### 목표
아래 목록에서 "groomed"라는 단어가 들어 있는 줄의 개수를 세어 그 수만 적으십시오.

점 배치 기록:

───

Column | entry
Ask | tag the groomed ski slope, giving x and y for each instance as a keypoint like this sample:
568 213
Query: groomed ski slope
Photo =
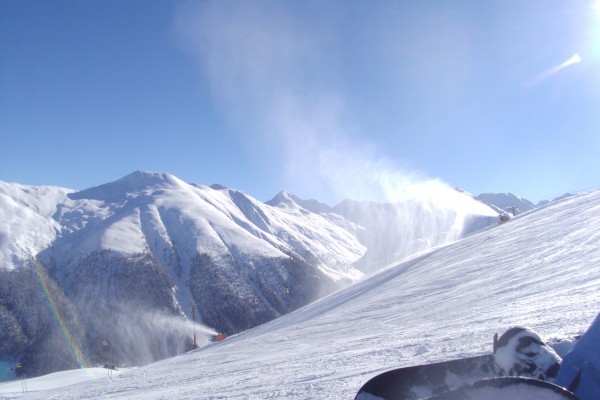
541 269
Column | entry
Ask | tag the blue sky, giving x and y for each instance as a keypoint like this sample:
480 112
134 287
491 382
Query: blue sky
327 99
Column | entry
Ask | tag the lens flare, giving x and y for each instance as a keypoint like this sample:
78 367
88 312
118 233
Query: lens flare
575 59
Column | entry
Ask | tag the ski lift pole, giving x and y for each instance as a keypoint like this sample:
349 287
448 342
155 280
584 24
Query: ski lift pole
194 344
23 377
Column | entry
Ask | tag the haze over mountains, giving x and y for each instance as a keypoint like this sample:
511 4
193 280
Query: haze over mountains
538 270
115 256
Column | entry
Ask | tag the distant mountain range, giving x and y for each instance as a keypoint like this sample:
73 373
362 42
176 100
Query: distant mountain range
109 259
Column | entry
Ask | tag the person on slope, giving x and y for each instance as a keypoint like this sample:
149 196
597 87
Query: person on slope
580 369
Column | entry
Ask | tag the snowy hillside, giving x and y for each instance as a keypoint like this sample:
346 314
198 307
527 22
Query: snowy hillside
506 202
539 270
395 231
28 226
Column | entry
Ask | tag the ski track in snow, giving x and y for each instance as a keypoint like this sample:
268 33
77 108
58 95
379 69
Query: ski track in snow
540 270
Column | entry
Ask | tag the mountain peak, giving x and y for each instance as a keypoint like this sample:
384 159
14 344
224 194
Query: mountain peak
135 182
285 199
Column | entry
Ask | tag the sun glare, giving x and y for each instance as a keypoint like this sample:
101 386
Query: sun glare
573 60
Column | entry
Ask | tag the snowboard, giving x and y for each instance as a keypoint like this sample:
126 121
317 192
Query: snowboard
423 381
508 388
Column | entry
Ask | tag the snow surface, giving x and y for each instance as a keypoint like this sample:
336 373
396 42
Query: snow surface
539 270
16 388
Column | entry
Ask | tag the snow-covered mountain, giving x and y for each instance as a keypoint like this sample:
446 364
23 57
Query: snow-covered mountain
395 231
506 203
153 242
538 270
120 251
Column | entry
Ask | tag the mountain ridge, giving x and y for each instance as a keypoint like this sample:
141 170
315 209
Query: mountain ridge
172 245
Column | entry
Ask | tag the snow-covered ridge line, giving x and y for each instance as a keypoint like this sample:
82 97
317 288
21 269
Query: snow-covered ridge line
538 270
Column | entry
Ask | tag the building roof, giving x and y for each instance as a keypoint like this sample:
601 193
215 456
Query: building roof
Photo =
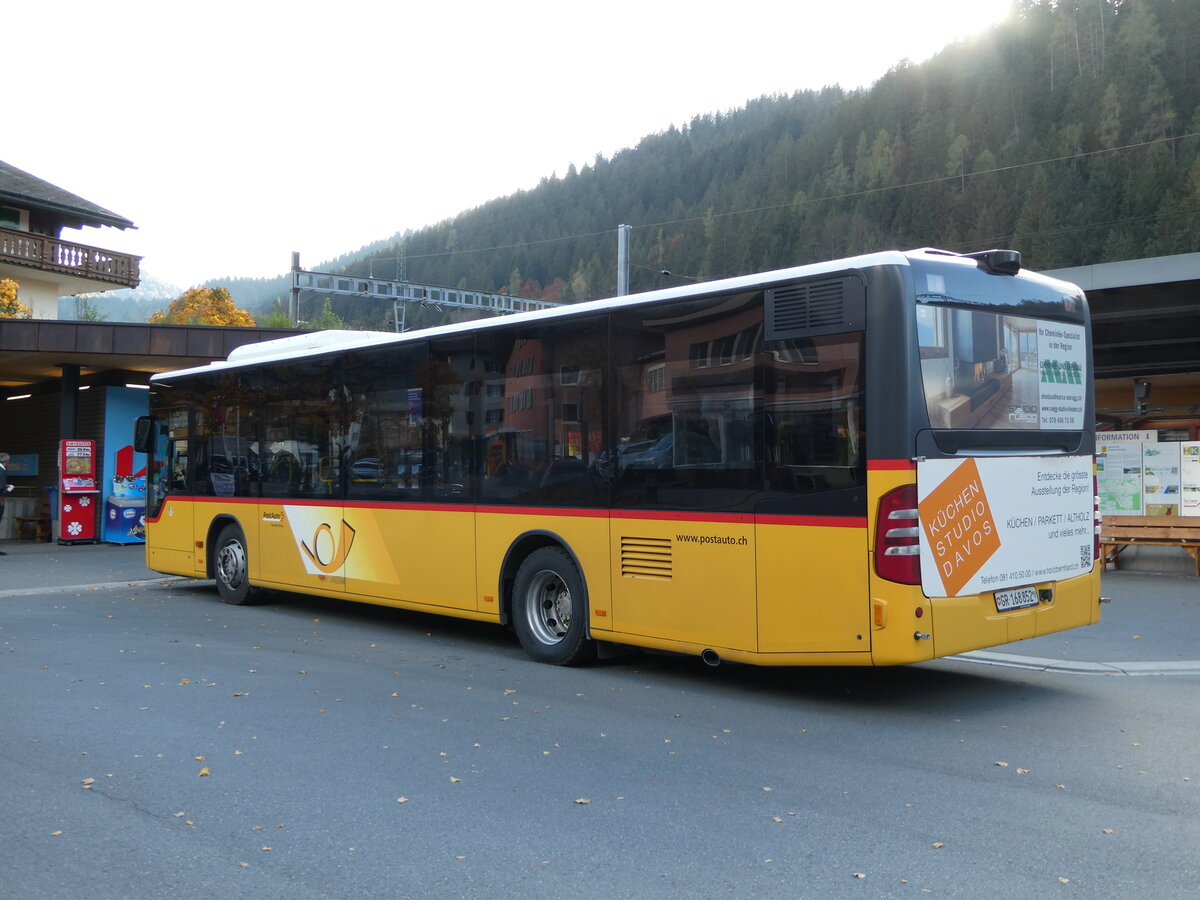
19 189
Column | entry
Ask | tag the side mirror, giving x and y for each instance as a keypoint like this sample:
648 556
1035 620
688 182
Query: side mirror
143 433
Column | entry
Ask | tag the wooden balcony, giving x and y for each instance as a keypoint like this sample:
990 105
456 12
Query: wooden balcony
51 255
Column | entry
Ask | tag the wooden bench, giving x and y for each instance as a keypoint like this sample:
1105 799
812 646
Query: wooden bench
1121 532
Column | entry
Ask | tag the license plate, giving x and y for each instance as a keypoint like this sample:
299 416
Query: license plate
1015 599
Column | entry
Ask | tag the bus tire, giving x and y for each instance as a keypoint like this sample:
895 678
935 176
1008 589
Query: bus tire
550 610
231 567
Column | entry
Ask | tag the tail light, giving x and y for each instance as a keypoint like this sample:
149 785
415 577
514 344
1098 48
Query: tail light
898 537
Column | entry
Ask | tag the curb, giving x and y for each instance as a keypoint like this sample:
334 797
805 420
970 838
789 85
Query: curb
1038 664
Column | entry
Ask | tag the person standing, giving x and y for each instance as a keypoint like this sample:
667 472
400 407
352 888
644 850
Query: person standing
5 487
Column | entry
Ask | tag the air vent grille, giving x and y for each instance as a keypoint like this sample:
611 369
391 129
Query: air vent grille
646 558
815 307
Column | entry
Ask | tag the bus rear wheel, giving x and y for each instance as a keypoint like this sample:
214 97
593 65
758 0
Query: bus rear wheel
231 567
550 610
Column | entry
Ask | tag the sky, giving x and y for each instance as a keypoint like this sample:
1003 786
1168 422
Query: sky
234 133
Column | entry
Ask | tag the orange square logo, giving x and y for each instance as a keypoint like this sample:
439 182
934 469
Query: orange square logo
957 522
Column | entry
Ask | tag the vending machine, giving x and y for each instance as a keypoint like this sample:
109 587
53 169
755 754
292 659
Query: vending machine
78 492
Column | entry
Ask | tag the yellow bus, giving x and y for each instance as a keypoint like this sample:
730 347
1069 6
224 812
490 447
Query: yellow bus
869 461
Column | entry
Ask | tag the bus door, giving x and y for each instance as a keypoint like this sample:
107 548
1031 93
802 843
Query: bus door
303 534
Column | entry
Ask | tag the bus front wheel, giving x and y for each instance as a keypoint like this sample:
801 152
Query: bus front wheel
231 567
550 611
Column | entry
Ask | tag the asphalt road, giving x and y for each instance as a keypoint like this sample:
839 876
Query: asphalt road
157 743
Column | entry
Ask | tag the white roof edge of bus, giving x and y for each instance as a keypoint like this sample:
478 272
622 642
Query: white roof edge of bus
298 343
312 345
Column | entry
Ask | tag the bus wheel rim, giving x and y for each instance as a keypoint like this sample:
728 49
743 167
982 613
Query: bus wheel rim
549 607
232 564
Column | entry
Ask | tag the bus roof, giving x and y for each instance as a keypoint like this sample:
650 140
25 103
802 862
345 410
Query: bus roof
321 342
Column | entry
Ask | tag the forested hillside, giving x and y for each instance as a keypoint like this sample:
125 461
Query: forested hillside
1069 133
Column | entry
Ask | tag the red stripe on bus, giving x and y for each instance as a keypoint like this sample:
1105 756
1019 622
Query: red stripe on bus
889 465
546 511
816 521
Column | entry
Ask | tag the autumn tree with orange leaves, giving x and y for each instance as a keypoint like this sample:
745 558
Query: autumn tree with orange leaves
10 306
204 306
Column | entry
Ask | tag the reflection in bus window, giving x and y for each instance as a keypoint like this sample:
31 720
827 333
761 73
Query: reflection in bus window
711 414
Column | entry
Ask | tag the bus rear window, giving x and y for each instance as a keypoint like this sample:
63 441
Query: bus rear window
984 370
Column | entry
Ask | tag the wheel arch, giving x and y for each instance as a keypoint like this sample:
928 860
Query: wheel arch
519 551
210 538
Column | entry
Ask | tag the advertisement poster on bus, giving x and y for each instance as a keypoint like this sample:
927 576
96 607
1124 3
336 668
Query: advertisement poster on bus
994 523
1119 478
1062 358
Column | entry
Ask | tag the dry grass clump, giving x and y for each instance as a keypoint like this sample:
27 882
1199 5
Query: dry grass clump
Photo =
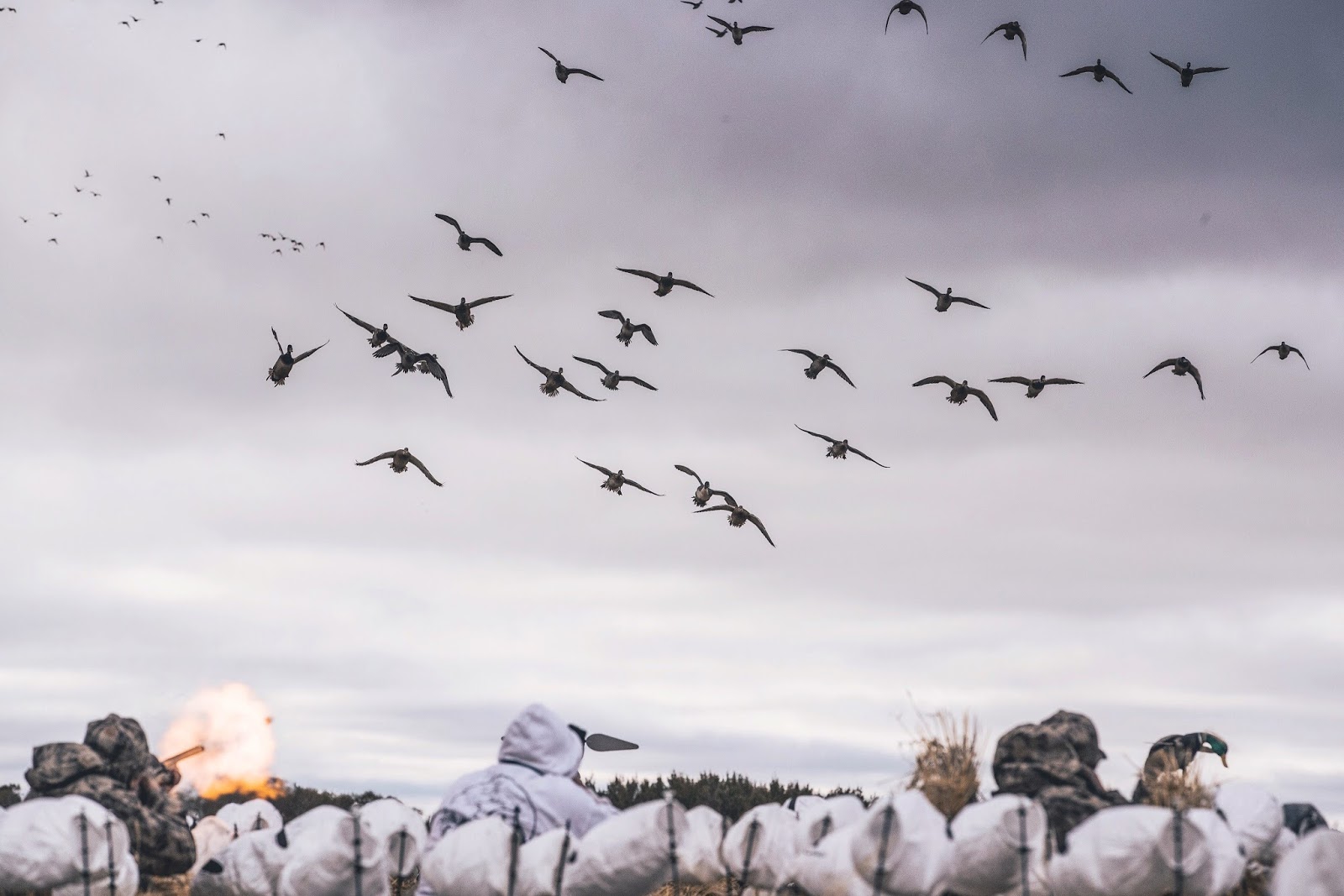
947 761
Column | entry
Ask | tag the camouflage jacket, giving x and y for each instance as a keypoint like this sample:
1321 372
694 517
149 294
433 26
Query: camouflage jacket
113 768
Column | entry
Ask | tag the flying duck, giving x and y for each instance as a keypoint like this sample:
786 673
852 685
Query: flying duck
960 391
840 448
819 363
616 479
400 458
554 380
463 309
1180 367
464 242
613 379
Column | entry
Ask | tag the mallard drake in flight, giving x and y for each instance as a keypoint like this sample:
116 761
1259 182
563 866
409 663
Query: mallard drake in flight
960 392
562 71
737 31
555 380
463 309
629 329
1011 29
840 448
665 284
380 333
286 363
738 516
613 379
905 8
1189 73
464 242
819 363
400 458
1180 367
1284 351
703 492
945 300
1099 73
1037 385
616 479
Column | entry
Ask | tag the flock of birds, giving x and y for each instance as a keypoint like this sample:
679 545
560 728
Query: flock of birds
554 380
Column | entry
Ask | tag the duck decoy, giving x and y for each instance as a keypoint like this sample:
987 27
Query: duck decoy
400 458
616 479
1037 385
737 31
1284 351
840 448
960 392
945 300
555 380
1187 74
628 328
279 371
1011 29
905 8
703 492
461 311
562 71
613 379
464 242
819 363
665 284
1180 367
1099 73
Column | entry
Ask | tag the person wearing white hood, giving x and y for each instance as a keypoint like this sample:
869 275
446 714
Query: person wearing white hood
537 774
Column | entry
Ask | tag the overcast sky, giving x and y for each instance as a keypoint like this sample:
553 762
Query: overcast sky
1121 548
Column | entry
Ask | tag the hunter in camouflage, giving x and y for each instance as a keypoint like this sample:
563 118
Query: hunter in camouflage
113 768
1055 763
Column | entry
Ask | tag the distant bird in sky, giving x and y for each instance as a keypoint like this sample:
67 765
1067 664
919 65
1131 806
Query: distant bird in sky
905 8
960 391
555 380
464 241
562 71
400 458
1099 73
628 328
1011 29
1180 367
1189 73
945 300
1284 351
616 479
819 363
839 448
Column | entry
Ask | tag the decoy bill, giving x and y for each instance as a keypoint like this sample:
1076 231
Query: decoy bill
840 448
945 300
555 380
703 493
819 363
400 458
1284 351
613 379
461 311
1180 367
628 328
1187 74
1037 385
1099 73
464 242
960 392
279 371
562 71
615 481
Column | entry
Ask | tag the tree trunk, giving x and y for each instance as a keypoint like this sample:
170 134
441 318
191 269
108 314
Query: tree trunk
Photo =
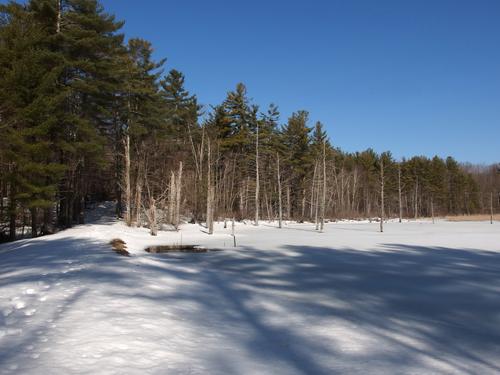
257 182
152 217
128 193
323 200
280 210
288 207
416 199
178 197
382 214
210 224
34 231
399 196
59 16
138 200
491 208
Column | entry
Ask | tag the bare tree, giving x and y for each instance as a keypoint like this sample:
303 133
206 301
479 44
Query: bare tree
323 200
382 183
257 181
491 208
210 192
432 210
280 209
400 202
178 196
59 16
128 193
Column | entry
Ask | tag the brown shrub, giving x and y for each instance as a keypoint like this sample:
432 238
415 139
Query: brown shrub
119 247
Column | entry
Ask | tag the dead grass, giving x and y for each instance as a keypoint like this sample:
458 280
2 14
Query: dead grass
480 217
119 247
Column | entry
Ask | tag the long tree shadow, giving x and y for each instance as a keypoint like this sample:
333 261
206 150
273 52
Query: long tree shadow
289 309
427 303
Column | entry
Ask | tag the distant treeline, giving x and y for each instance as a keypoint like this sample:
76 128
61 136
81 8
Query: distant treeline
86 117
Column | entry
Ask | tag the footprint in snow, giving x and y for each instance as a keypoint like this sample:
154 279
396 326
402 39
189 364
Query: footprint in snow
6 312
30 312
14 331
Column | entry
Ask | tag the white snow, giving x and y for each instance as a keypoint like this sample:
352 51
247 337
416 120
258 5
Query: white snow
417 299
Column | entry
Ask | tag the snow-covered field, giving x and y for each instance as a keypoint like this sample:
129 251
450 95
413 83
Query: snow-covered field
417 299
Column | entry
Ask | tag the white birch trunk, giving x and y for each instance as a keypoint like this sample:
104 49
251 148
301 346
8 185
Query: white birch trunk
323 200
399 196
128 193
257 181
178 196
381 195
280 209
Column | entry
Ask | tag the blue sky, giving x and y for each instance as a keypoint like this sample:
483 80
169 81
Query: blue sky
417 77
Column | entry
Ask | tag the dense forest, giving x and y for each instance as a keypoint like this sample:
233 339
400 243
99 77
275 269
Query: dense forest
86 116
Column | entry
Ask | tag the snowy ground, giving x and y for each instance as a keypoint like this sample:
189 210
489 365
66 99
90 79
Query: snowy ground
417 299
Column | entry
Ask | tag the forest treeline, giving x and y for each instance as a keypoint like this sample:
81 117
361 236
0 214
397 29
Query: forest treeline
86 116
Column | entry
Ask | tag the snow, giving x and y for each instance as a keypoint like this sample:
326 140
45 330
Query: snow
420 298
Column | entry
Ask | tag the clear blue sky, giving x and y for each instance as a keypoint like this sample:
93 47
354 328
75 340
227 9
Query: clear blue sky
417 77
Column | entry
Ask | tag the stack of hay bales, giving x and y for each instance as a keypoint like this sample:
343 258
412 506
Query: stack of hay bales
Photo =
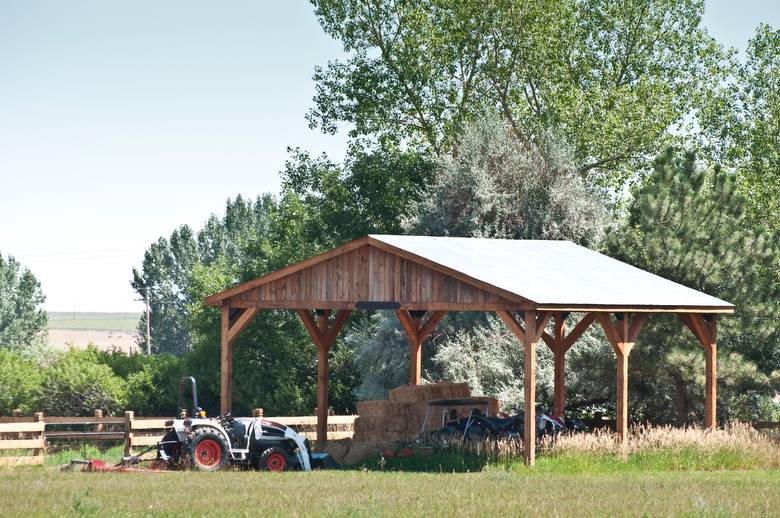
401 416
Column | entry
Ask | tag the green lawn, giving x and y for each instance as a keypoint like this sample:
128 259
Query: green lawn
494 492
93 321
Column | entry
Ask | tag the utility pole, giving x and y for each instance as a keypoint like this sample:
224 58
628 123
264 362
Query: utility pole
148 324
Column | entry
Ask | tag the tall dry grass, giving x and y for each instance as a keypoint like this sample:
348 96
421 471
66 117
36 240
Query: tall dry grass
737 445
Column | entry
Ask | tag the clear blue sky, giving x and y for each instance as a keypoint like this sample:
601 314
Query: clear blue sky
121 120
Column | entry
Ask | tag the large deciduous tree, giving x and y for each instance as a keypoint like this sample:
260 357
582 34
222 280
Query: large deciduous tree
613 77
23 323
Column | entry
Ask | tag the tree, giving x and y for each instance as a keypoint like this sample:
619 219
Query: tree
688 224
23 324
495 185
20 383
491 185
613 77
758 140
370 193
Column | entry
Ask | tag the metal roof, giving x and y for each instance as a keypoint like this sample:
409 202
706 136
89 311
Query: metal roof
555 274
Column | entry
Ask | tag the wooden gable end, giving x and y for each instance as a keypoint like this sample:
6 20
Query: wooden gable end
369 274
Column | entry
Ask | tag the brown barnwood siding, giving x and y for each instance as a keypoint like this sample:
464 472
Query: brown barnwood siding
369 274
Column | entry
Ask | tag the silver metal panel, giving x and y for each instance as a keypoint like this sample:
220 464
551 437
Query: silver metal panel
553 272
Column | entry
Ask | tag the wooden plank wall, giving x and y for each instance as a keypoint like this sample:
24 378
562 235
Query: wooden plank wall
369 274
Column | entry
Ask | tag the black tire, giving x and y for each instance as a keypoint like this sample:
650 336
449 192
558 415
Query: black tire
207 449
172 448
274 459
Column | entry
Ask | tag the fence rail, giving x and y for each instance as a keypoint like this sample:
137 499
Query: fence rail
31 432
24 435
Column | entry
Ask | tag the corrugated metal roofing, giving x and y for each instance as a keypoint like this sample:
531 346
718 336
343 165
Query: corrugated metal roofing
555 273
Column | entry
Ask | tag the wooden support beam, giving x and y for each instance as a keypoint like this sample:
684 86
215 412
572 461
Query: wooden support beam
529 337
578 330
240 323
559 343
706 331
622 335
323 333
511 322
417 332
225 364
529 386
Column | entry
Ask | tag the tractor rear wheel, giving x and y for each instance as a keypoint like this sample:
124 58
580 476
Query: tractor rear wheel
208 450
274 459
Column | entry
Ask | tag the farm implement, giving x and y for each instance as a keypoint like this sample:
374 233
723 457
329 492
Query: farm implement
211 444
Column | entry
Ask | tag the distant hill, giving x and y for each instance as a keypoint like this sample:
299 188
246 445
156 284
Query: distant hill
94 321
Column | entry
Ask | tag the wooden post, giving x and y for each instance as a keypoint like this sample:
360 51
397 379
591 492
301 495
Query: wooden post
128 433
99 427
38 452
229 331
711 385
706 331
323 333
323 354
621 404
529 386
417 332
560 343
559 352
622 335
226 367
529 337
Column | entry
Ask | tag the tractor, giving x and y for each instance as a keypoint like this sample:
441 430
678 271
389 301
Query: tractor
211 444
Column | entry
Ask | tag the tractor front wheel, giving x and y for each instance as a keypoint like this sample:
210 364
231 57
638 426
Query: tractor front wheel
274 459
208 449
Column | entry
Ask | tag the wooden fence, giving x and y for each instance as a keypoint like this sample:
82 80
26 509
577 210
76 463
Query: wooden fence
31 433
23 436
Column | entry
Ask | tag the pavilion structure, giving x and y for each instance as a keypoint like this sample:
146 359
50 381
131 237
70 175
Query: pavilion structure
532 285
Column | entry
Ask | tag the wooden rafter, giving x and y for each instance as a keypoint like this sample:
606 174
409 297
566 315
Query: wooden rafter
706 331
240 323
571 338
323 333
622 334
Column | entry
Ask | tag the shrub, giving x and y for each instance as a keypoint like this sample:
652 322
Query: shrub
76 384
20 383
153 389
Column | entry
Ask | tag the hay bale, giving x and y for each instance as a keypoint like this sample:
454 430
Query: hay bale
337 449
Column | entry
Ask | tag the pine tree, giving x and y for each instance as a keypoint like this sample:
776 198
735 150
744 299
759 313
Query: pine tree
688 224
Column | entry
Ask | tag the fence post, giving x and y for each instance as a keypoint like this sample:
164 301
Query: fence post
128 433
99 427
38 452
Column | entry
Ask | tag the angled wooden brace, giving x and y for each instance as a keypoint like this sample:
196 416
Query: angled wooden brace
417 332
323 333
705 329
559 343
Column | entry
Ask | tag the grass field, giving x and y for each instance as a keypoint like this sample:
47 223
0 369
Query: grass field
93 321
494 492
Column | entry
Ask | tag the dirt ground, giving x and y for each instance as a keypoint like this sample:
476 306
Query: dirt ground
122 340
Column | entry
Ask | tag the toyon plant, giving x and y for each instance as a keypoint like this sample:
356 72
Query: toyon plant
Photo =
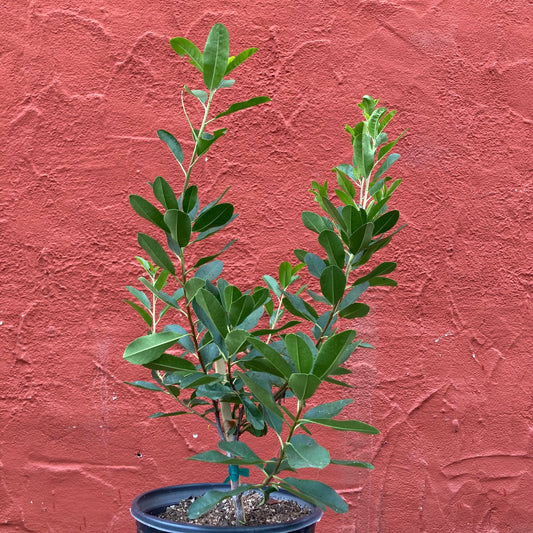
251 361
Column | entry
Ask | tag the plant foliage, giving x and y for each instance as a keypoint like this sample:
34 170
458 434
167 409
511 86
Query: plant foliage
249 361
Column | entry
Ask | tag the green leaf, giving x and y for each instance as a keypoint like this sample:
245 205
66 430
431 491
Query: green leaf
319 491
331 352
184 47
215 216
172 143
304 385
332 243
273 357
385 222
240 449
190 198
315 222
156 252
363 153
214 310
192 286
140 296
148 211
358 464
146 385
144 314
356 310
210 271
148 348
361 238
164 193
327 410
244 105
171 363
299 352
262 395
236 340
315 264
210 499
179 224
216 56
392 158
333 284
303 451
240 309
345 425
234 62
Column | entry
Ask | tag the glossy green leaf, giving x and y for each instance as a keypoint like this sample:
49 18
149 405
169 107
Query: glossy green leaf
386 221
192 286
353 295
332 244
361 238
304 385
240 309
303 451
233 108
392 158
164 193
210 271
190 198
345 425
179 225
327 410
207 139
333 284
363 153
331 352
148 348
216 56
356 310
319 492
234 62
140 296
171 363
172 143
184 47
262 395
315 264
299 352
148 211
215 216
214 310
273 356
155 252
236 340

───

### 작업 결과
2